RECORDS TO USE:

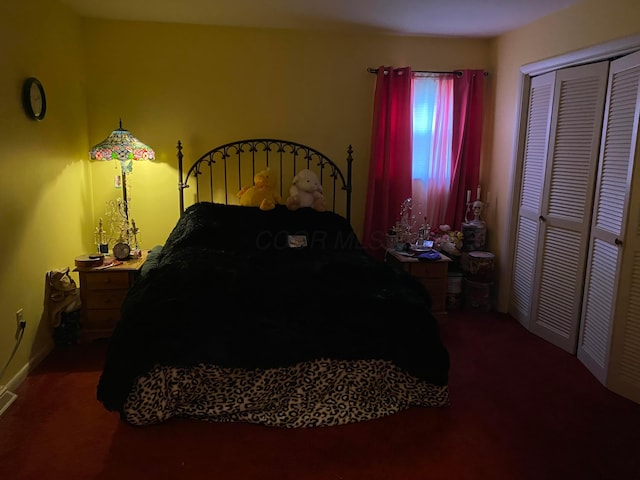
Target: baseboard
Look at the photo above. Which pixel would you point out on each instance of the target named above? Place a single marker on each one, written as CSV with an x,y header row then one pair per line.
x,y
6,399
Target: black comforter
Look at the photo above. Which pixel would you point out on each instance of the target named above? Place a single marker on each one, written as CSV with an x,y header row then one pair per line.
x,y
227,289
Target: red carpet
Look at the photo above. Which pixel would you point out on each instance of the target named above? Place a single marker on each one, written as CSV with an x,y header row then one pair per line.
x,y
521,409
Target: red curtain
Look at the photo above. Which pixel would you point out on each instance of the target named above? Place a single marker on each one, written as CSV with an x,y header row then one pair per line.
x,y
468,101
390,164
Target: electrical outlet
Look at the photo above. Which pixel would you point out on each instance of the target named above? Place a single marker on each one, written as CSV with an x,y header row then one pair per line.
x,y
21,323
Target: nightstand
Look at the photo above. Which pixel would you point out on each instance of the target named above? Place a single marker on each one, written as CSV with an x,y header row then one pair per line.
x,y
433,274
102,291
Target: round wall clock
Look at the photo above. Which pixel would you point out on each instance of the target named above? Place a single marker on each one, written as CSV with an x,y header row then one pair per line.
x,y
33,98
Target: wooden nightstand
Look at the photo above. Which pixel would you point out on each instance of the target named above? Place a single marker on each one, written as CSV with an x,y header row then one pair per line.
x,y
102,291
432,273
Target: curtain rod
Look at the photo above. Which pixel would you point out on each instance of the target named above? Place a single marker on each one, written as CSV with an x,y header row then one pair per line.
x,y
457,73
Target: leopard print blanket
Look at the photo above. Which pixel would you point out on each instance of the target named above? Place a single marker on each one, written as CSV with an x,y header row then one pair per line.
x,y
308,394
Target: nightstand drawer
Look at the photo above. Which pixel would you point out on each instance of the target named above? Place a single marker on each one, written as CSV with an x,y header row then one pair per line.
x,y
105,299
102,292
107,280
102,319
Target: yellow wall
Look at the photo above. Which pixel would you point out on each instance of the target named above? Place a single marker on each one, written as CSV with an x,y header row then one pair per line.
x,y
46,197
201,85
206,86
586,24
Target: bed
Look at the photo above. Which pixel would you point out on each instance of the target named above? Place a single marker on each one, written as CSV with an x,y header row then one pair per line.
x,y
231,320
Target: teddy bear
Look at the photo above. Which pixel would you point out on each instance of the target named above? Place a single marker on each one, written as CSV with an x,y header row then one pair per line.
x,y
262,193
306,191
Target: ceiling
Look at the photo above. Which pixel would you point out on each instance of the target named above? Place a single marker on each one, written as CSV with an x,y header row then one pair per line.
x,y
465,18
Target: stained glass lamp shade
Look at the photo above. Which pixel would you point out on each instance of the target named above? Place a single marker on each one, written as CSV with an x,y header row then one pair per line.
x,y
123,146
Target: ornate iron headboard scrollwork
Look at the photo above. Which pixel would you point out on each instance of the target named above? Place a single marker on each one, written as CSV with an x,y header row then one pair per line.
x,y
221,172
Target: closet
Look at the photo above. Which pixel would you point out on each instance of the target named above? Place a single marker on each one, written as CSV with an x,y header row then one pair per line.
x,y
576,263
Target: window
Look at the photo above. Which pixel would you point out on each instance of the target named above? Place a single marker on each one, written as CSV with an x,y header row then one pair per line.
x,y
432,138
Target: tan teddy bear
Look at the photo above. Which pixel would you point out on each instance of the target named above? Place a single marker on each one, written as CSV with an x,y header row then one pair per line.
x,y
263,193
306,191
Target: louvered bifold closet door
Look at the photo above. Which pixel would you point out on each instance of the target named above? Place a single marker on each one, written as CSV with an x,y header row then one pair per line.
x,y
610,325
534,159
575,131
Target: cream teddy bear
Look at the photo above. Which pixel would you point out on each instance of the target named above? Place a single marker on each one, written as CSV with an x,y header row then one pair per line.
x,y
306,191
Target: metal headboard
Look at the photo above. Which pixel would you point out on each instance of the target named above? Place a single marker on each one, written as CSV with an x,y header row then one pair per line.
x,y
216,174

* * *

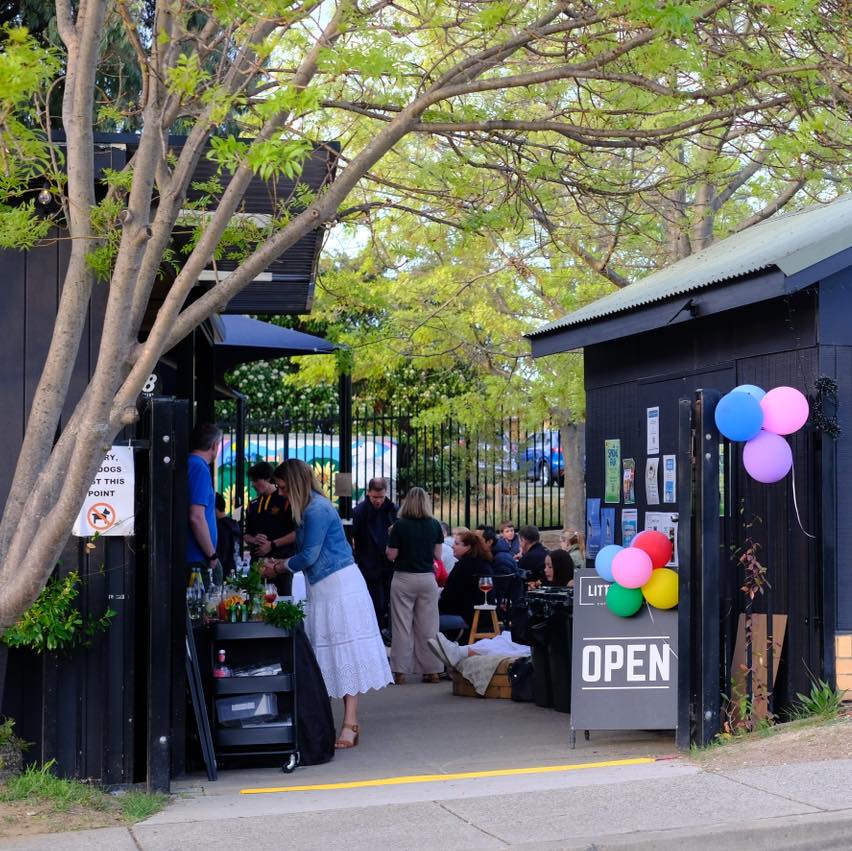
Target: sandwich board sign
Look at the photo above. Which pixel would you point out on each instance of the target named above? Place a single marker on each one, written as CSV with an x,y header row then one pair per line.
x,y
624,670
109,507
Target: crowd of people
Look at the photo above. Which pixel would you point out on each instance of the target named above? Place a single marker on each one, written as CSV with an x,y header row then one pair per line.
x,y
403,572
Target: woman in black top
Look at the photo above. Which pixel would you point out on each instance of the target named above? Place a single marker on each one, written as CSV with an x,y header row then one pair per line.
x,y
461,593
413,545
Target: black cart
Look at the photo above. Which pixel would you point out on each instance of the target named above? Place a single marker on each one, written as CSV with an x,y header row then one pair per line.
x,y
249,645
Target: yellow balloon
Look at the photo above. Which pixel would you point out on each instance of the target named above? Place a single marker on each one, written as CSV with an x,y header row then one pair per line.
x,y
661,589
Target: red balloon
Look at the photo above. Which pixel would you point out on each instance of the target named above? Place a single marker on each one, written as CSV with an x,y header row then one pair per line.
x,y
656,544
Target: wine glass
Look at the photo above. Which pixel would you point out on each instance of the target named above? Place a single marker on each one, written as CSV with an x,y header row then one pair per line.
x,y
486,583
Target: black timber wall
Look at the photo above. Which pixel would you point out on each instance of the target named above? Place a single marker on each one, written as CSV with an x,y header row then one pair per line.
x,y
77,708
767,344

...

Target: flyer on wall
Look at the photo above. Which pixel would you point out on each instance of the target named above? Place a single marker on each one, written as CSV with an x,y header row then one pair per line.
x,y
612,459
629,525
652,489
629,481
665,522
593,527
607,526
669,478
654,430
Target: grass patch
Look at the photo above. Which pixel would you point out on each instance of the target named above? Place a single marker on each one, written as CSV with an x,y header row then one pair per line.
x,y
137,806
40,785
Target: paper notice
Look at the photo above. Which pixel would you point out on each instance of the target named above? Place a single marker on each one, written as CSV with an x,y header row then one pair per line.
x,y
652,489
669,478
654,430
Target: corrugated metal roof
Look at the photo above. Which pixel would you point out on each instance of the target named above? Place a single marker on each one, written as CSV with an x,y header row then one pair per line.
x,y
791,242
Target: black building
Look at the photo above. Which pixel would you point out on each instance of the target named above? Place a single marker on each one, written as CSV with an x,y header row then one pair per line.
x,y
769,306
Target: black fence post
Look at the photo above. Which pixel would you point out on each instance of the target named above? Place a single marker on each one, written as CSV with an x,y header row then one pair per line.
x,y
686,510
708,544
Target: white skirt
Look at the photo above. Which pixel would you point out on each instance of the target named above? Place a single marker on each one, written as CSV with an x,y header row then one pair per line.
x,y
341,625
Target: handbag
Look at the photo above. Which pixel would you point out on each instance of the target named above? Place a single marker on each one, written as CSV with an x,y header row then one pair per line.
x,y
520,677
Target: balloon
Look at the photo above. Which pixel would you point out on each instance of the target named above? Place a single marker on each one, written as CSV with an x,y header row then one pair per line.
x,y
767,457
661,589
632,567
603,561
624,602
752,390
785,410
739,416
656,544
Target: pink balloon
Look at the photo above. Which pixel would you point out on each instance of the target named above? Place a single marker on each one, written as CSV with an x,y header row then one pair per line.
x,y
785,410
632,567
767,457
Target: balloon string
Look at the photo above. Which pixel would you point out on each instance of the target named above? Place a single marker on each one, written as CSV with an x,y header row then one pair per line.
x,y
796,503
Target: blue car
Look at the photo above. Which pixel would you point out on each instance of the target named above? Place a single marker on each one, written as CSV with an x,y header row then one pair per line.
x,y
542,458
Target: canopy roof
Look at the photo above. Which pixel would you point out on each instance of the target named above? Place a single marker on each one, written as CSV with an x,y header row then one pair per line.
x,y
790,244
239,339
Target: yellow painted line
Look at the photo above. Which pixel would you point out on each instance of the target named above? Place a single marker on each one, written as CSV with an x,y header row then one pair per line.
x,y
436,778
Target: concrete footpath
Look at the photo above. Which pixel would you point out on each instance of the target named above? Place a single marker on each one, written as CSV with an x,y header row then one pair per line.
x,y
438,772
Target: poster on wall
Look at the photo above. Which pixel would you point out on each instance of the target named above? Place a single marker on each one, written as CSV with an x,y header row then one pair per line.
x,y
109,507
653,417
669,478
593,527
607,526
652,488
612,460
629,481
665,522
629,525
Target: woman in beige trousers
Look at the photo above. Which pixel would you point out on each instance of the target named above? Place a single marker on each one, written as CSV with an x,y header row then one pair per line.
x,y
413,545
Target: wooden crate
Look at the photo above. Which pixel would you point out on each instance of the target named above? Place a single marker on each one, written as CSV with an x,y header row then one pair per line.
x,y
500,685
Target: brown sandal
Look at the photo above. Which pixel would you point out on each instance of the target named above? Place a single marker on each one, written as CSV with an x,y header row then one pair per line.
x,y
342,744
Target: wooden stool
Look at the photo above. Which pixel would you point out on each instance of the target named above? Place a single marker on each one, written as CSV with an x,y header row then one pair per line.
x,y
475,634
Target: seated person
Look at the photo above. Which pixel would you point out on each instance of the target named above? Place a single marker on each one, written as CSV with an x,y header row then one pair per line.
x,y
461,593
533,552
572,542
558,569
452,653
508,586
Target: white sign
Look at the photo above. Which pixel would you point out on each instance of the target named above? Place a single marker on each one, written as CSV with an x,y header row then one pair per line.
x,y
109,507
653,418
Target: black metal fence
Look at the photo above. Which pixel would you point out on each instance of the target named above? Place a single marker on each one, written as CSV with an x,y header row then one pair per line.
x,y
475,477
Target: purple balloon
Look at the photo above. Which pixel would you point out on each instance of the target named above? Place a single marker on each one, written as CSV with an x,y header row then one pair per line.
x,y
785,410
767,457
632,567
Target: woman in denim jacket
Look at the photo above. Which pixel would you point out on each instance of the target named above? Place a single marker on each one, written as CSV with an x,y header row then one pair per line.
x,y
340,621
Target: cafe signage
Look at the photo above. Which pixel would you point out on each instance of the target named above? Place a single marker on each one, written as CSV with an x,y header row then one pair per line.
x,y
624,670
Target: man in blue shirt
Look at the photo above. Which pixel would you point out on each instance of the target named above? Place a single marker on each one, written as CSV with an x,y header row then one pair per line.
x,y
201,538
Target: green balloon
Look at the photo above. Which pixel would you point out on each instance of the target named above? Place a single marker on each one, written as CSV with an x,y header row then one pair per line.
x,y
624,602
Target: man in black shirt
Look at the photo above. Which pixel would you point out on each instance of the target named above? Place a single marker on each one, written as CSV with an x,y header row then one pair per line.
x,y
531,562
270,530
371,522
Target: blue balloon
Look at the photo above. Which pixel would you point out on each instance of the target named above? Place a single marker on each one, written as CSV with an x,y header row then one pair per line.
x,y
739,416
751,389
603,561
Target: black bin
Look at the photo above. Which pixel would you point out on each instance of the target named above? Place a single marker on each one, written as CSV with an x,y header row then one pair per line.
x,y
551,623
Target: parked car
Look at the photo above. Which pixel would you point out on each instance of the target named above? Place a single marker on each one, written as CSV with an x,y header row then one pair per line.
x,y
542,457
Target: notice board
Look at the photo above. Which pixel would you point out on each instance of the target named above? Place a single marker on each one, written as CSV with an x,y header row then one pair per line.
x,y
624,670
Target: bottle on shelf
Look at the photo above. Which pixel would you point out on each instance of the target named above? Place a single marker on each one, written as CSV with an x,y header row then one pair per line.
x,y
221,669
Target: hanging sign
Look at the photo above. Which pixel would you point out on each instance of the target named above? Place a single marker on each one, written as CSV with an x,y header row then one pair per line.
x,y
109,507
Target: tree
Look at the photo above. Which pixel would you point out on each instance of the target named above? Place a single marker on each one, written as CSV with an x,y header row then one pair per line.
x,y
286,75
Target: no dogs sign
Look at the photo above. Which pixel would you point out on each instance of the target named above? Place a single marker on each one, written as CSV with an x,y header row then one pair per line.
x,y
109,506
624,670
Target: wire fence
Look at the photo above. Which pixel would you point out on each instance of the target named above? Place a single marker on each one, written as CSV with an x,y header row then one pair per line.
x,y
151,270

PROBLEM DETAILS: Extract each line of the records above that contains the word "wall".

RESULT BELOW:
Target: round wall clock
Target: yellow wall
Target: black timber wall
Target: flyer on wall
Target: poster on wall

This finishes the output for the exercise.